_TASK LIST:_
1/ Reproduce the cream cheese piece word for word from "Cream cheese doesn’t" to "and mild indigestion.".
2/ According to the study cited in the cream cheese piece, what percentage of Americans would refinance their mortgage before going a week without the schmear?
3/ In the cream cheese piece, list each thing that follows the words "the only thing that gives life".

_READING TEXT:_
# # #

“All over New York City, bagel makers say, a schmear shortage is threatening one of the most treasured local delicacies: a fresh bagel with cream cheese.”
—The New York Times, December 4, 2021
All national resources must be diverted to save America from cream cheese doomsday. As the cream specialist at the U.S. Department of Cheese, I can tell you for certain that a future without cream cheese is a future without American democracy and, worse, satiated brunchers.
Cream cheese doesn’t follow the principles of economics. People will keep buying it no matter how expensive it becomes. One study found that 80 percent of Americans would refinance their mortgage before going a week without the schmear. If supply stays low and demand high , prices will skyrocket, leaving millions of Americans in economic ruin, unable to temper their spending for the only thing that gives life purpose, meaning, and mild indigestion.

# # #

_RECORDED DATA:_
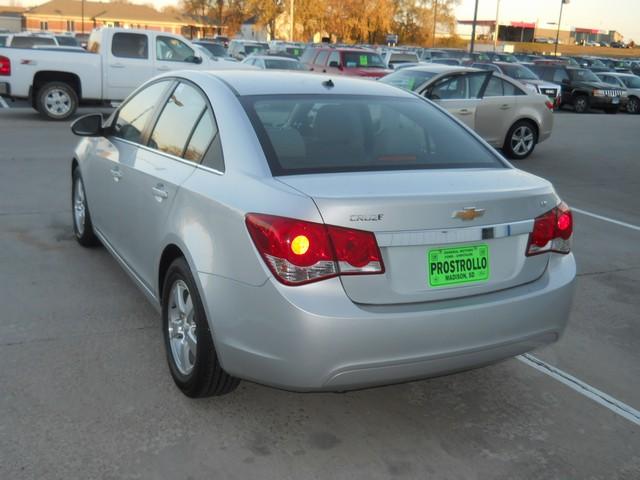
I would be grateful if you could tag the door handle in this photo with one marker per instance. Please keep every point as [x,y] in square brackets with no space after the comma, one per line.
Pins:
[159,192]
[116,174]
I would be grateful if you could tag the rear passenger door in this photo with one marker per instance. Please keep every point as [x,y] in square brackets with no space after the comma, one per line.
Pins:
[496,111]
[177,142]
[128,64]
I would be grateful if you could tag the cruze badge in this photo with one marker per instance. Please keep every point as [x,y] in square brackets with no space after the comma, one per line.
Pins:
[468,213]
[366,218]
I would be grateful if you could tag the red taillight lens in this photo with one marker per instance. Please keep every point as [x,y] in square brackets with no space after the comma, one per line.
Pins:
[299,252]
[5,66]
[552,232]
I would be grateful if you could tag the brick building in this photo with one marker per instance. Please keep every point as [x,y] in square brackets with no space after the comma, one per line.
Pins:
[61,16]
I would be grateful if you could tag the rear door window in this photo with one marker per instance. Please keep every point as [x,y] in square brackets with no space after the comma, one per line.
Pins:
[130,45]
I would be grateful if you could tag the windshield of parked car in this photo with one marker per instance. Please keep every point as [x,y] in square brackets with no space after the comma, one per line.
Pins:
[583,75]
[407,79]
[631,81]
[362,60]
[283,64]
[335,133]
[519,72]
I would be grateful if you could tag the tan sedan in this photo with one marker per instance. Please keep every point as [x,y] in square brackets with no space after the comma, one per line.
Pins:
[501,110]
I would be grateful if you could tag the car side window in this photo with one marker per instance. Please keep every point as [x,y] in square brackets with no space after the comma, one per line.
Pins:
[494,88]
[559,75]
[204,145]
[177,121]
[450,88]
[130,45]
[133,116]
[510,89]
[321,59]
[172,50]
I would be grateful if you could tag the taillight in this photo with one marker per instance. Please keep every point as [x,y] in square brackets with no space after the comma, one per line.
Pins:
[5,66]
[299,252]
[551,232]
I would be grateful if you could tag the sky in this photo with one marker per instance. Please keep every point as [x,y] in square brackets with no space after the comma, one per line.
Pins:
[620,15]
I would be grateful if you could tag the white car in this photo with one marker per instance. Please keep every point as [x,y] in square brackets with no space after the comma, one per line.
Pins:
[501,110]
[118,62]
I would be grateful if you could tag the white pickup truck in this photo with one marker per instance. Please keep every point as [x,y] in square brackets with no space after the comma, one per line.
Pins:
[116,62]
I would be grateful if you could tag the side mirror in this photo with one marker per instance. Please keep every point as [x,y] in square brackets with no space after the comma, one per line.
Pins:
[88,125]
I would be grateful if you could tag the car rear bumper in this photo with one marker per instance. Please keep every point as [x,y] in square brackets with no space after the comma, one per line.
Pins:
[313,337]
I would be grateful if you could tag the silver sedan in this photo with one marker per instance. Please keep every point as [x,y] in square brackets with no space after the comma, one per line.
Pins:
[318,233]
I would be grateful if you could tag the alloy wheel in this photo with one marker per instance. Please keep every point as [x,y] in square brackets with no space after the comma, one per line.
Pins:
[522,140]
[182,327]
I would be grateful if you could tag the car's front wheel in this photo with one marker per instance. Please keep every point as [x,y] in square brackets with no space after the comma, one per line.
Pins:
[56,100]
[521,140]
[82,226]
[191,355]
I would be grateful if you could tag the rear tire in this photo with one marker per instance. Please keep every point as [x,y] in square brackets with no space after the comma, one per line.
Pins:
[82,226]
[193,361]
[521,140]
[581,104]
[56,101]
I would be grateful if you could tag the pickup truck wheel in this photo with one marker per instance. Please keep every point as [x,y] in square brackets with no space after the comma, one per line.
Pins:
[57,101]
[521,140]
[192,358]
[581,104]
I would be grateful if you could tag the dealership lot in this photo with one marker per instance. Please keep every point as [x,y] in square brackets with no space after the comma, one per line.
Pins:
[86,392]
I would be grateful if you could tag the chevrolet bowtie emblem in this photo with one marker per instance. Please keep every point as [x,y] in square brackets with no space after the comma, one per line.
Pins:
[468,213]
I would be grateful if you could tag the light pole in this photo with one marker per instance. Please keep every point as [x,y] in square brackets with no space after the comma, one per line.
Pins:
[473,28]
[495,36]
[555,50]
[435,17]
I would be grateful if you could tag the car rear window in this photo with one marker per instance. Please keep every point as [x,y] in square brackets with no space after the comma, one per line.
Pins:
[335,133]
[407,79]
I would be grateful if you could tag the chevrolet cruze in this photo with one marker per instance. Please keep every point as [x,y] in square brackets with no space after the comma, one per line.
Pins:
[319,233]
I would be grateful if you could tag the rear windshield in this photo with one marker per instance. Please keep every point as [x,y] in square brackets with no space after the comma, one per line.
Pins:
[407,79]
[335,133]
[362,60]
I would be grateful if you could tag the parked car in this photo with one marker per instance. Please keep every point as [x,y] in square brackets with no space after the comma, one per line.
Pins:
[120,60]
[501,111]
[630,82]
[273,62]
[240,49]
[312,233]
[581,88]
[345,61]
[393,58]
[525,76]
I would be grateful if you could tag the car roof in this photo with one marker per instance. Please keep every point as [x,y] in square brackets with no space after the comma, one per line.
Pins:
[441,68]
[265,82]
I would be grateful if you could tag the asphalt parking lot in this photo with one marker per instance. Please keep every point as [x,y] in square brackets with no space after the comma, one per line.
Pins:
[85,390]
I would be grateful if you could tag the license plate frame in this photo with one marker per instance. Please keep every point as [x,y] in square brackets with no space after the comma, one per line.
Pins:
[456,260]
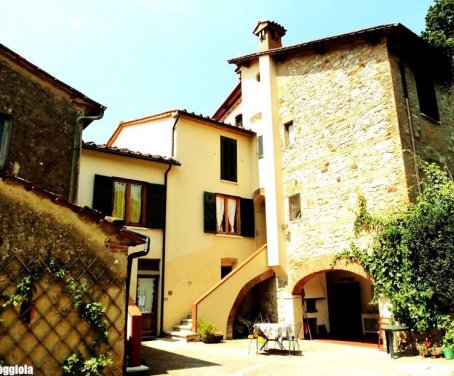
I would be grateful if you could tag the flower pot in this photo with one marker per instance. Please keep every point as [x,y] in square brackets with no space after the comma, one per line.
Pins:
[448,352]
[435,352]
[212,338]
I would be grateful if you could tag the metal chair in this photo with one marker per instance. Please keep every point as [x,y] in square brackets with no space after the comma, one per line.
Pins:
[292,333]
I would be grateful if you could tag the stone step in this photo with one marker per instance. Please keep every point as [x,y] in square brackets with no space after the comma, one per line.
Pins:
[184,335]
[183,327]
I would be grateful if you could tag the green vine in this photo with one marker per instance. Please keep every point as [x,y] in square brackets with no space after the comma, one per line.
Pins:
[410,257]
[91,313]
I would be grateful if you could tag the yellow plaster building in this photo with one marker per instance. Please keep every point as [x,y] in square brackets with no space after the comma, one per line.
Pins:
[257,200]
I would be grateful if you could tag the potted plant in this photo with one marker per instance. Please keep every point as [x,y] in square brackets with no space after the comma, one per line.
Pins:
[448,343]
[424,347]
[208,333]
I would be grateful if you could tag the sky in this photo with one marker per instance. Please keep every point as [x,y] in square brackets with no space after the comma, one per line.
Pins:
[143,57]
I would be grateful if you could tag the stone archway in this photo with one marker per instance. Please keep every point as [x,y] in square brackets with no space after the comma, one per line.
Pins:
[243,292]
[306,271]
[322,286]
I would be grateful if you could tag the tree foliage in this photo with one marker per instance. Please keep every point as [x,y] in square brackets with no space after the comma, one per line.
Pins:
[439,30]
[411,256]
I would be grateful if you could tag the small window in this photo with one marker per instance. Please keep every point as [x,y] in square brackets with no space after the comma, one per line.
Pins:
[136,202]
[226,270]
[228,159]
[128,199]
[229,215]
[426,95]
[294,203]
[260,146]
[239,120]
[289,134]
[5,128]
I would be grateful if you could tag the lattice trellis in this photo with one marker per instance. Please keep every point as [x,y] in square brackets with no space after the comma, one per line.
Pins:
[56,329]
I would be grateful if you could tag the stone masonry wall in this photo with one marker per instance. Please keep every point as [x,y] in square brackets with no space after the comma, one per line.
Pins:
[434,141]
[32,231]
[43,124]
[347,142]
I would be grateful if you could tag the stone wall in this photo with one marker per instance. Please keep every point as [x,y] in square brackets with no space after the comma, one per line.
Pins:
[34,230]
[433,140]
[347,141]
[43,124]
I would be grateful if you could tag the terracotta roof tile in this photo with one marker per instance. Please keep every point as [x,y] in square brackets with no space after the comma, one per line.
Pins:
[83,212]
[129,153]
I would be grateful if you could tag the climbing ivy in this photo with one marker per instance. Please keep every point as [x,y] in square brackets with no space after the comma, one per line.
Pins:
[91,313]
[411,255]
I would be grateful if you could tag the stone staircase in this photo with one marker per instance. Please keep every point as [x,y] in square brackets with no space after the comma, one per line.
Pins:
[183,331]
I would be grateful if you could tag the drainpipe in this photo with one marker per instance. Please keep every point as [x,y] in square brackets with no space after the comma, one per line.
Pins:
[131,257]
[163,257]
[410,125]
[173,134]
[76,152]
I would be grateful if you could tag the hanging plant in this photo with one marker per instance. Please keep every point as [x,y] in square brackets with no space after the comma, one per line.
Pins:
[91,312]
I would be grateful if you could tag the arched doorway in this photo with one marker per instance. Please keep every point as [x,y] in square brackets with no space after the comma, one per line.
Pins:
[336,301]
[258,296]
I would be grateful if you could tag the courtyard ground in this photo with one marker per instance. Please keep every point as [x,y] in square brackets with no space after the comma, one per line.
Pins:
[318,357]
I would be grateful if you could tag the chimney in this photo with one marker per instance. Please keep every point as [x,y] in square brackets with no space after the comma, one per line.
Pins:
[270,34]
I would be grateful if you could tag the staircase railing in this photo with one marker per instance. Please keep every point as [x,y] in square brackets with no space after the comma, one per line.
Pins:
[216,303]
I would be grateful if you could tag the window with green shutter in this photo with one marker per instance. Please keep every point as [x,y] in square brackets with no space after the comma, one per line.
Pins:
[5,129]
[228,159]
[229,215]
[137,203]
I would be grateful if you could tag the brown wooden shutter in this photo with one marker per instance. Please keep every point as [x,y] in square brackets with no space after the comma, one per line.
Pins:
[102,194]
[247,217]
[155,205]
[209,212]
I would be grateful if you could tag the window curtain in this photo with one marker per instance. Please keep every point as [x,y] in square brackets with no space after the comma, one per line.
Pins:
[232,213]
[135,203]
[119,200]
[219,213]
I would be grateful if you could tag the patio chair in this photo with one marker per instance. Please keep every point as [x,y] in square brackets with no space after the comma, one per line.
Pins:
[291,335]
[254,337]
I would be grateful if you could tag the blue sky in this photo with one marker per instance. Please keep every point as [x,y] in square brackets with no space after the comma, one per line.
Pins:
[140,57]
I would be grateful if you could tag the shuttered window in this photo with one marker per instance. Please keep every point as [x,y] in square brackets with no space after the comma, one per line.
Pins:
[228,215]
[137,203]
[426,95]
[228,159]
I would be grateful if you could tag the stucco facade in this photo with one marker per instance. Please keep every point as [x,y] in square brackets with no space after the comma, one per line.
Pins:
[313,125]
[41,114]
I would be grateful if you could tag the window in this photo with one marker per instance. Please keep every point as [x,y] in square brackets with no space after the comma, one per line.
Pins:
[229,215]
[289,132]
[260,146]
[226,270]
[294,203]
[128,201]
[239,120]
[5,128]
[228,159]
[138,203]
[426,95]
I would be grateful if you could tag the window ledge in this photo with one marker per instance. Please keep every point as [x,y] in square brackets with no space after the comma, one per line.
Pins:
[431,119]
[229,236]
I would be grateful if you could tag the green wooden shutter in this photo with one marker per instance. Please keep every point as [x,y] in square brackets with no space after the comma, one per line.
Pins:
[102,194]
[209,212]
[228,159]
[156,195]
[247,217]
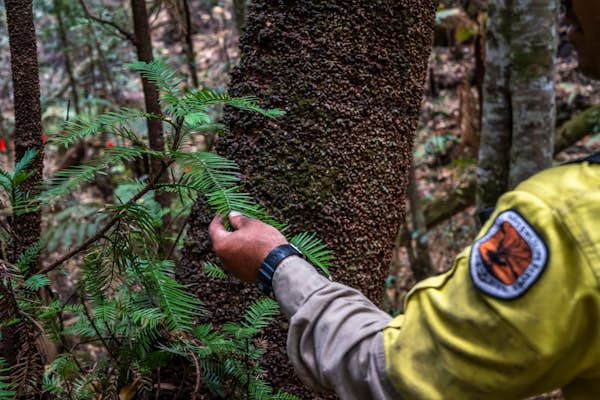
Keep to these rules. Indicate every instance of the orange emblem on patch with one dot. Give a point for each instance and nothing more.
(506, 254)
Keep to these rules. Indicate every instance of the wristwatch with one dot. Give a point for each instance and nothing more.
(264, 279)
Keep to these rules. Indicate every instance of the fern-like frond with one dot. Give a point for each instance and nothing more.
(284, 396)
(67, 180)
(258, 316)
(36, 282)
(315, 250)
(261, 313)
(84, 126)
(210, 172)
(29, 256)
(207, 97)
(179, 305)
(23, 163)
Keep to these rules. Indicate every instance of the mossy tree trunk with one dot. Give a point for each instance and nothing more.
(519, 109)
(350, 77)
(17, 345)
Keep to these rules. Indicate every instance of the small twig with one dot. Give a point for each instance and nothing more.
(157, 383)
(178, 237)
(128, 35)
(91, 320)
(100, 234)
(198, 374)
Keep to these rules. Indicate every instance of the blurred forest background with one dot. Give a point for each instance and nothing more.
(85, 314)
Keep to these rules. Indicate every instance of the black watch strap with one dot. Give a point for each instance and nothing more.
(264, 279)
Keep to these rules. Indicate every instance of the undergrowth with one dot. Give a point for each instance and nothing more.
(127, 315)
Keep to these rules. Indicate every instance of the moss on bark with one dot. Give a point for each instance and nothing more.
(350, 76)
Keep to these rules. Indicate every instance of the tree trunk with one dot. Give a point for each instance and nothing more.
(350, 77)
(239, 12)
(519, 98)
(62, 35)
(190, 54)
(17, 343)
(143, 46)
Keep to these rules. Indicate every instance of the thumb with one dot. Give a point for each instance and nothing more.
(238, 220)
(216, 229)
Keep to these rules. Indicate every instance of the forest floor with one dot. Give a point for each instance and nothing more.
(438, 135)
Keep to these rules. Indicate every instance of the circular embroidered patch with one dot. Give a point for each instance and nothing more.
(509, 258)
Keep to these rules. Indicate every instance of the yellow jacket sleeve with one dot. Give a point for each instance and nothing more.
(519, 312)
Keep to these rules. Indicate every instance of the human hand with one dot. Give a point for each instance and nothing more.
(243, 250)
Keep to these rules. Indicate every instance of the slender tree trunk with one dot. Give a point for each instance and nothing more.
(190, 54)
(239, 13)
(534, 44)
(519, 110)
(17, 344)
(143, 45)
(496, 128)
(350, 77)
(421, 265)
(62, 34)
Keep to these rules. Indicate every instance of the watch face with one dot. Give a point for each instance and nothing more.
(295, 248)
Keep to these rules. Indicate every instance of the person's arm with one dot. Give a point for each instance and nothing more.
(335, 339)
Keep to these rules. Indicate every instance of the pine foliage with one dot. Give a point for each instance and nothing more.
(126, 299)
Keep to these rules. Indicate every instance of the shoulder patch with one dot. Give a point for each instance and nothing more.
(509, 258)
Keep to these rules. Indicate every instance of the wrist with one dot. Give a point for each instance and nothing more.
(266, 271)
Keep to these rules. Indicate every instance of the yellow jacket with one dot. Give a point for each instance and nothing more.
(519, 312)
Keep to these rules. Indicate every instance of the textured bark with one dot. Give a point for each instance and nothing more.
(15, 346)
(519, 99)
(143, 46)
(496, 119)
(350, 77)
(190, 54)
(534, 41)
(239, 12)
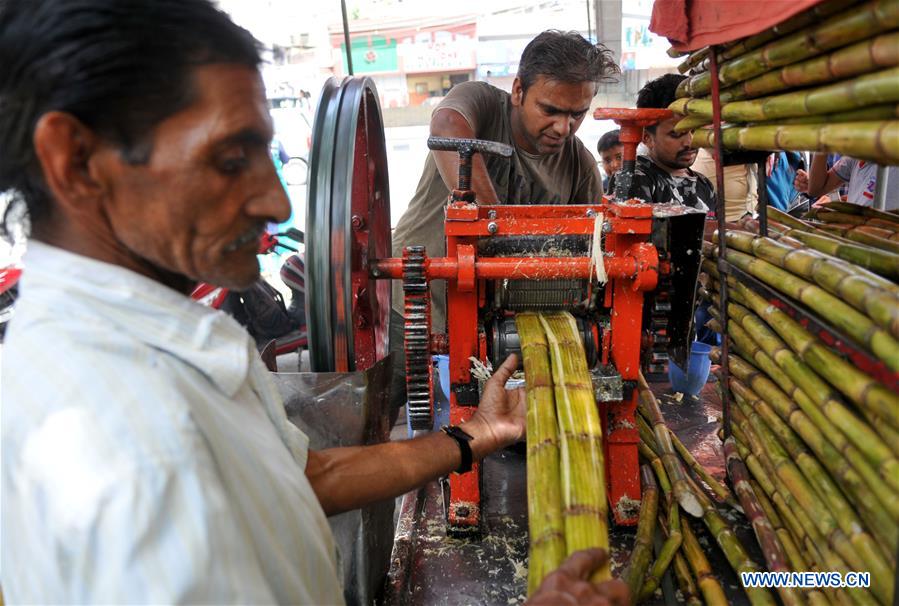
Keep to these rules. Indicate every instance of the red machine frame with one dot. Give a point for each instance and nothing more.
(632, 267)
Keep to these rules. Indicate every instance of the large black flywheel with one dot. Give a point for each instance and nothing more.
(347, 224)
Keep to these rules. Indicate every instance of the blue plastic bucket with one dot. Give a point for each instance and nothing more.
(697, 370)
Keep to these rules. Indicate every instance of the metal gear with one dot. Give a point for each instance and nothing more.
(417, 333)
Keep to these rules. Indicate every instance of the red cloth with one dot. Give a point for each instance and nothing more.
(692, 24)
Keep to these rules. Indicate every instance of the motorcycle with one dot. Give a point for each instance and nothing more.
(261, 307)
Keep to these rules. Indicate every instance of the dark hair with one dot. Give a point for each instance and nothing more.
(659, 93)
(119, 66)
(566, 57)
(608, 140)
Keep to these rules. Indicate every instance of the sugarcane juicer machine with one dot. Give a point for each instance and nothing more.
(500, 260)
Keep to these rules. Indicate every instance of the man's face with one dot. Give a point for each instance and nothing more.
(197, 208)
(668, 148)
(611, 160)
(548, 113)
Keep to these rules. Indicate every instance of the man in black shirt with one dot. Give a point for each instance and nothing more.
(664, 174)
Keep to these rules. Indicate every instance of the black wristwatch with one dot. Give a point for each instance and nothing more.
(462, 439)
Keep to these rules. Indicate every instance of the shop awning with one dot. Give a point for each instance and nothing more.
(693, 24)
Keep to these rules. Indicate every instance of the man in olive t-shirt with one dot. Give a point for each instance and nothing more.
(557, 79)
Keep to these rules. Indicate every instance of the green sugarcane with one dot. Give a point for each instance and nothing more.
(809, 501)
(830, 549)
(866, 295)
(685, 580)
(865, 211)
(585, 510)
(820, 480)
(710, 587)
(649, 407)
(872, 140)
(546, 528)
(716, 487)
(853, 323)
(772, 550)
(870, 19)
(878, 504)
(646, 524)
(880, 305)
(856, 59)
(859, 433)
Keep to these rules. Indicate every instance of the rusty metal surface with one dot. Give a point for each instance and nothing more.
(429, 568)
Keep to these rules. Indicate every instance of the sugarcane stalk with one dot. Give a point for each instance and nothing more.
(865, 392)
(666, 554)
(649, 407)
(878, 504)
(809, 501)
(818, 399)
(862, 57)
(585, 510)
(853, 323)
(546, 527)
(869, 140)
(840, 30)
(642, 552)
(887, 111)
(828, 215)
(873, 241)
(711, 589)
(880, 305)
(774, 554)
(717, 487)
(785, 499)
(791, 549)
(685, 580)
(863, 91)
(820, 480)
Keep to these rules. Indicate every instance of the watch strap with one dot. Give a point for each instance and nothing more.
(462, 439)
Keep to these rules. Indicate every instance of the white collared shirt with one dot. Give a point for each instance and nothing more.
(146, 454)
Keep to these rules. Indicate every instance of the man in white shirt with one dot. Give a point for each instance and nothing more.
(146, 455)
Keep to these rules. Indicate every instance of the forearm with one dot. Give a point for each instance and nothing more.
(349, 478)
(820, 180)
(450, 123)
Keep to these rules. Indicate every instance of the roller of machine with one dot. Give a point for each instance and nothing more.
(500, 260)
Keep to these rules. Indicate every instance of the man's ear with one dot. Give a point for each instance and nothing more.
(64, 146)
(517, 92)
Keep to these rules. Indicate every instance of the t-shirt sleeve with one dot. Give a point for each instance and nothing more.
(843, 168)
(589, 187)
(474, 101)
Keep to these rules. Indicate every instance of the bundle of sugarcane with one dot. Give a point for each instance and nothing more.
(567, 505)
(831, 85)
(824, 456)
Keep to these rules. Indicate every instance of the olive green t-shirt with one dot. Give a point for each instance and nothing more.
(570, 176)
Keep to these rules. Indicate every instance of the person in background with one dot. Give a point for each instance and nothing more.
(610, 154)
(859, 176)
(782, 170)
(740, 185)
(664, 175)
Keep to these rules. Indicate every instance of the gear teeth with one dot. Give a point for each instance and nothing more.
(417, 333)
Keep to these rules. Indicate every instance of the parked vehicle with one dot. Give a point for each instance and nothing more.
(261, 307)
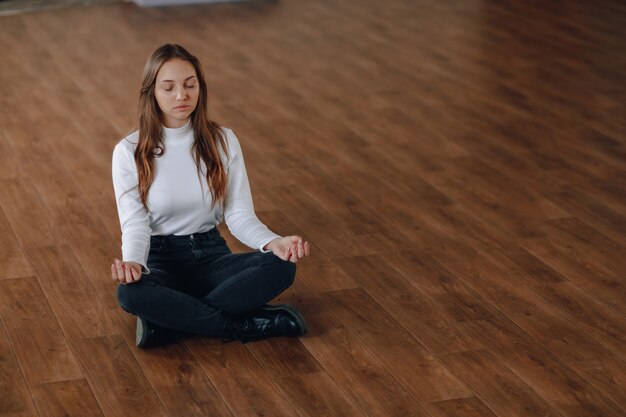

# # #

_SOLUTIONS TO THE EXERCISE:_
1/
Cream cheese doesn’t follow the principles of economics. People will keep buying it no matter how expensive it becomes. One study found that 80 percent of Americans would refinance their mortgage before going a week without the schmear. If supply stays low and demand high , prices will skyrocket, leaving millions of Americans in economic ruin, unable to temper their spending for the only thing that gives life purpose, meaning, and mild indigestion.

2/ 80 percent

3/ purpose; meaning; mild indigestion